[begin DATASET]
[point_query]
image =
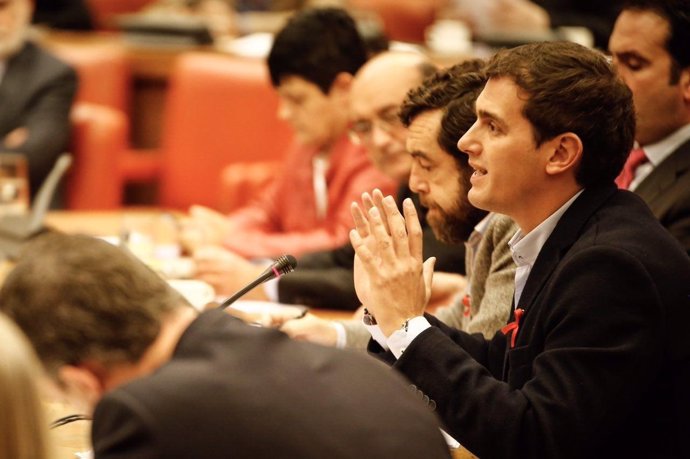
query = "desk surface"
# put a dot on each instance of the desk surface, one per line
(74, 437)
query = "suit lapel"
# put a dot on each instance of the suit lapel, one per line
[end DATASET]
[begin DATASET]
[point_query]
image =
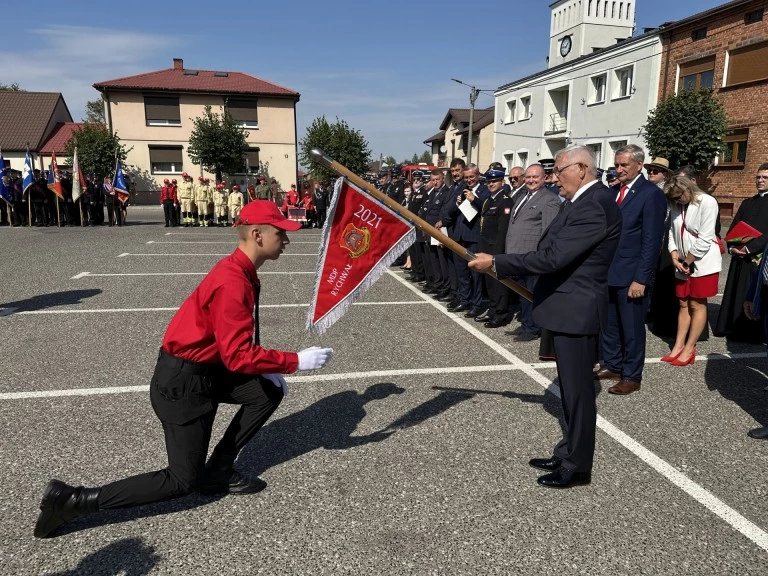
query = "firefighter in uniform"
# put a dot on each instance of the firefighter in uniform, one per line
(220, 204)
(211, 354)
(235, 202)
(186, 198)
[end DATASET]
[begin DATASET]
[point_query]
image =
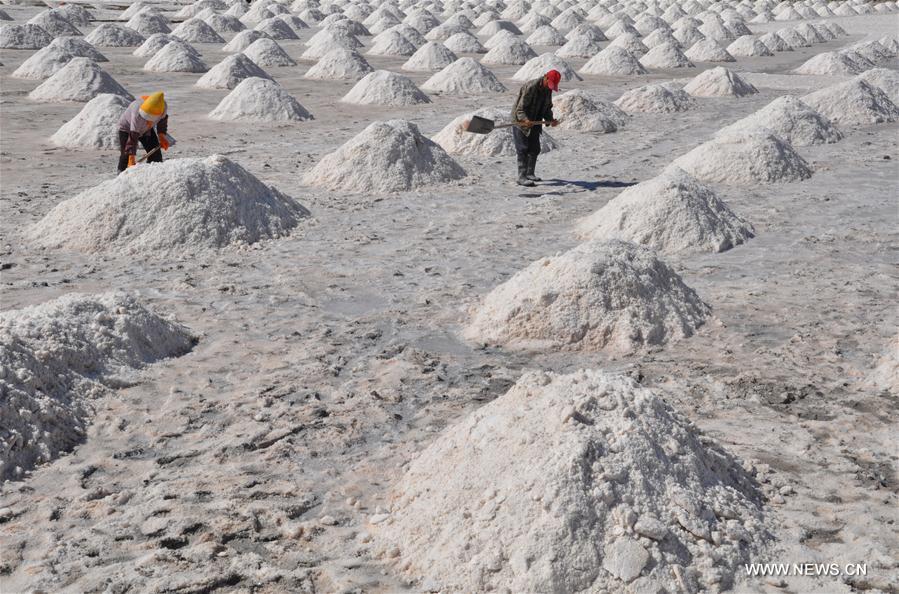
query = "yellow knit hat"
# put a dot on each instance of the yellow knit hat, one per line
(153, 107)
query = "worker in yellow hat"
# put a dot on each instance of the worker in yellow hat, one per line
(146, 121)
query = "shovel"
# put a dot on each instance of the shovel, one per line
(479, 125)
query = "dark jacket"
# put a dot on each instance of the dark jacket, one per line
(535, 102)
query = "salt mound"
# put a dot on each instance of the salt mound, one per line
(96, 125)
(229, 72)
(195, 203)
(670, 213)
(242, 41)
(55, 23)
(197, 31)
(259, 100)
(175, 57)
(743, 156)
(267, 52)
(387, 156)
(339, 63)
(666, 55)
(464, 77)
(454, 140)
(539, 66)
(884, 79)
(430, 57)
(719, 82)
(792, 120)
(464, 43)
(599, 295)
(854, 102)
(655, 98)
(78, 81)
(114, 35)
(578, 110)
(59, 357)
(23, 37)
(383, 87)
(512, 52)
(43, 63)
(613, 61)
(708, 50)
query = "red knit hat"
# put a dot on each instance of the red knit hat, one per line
[end DATASET]
* **OBJECTIVE**
From the items above, extract every line that contains the string "firefighter".

* **FULL SOLUTION**
query = "firefighter in uniform"
# put a dot on each instance of the firefighter in uniform, one per line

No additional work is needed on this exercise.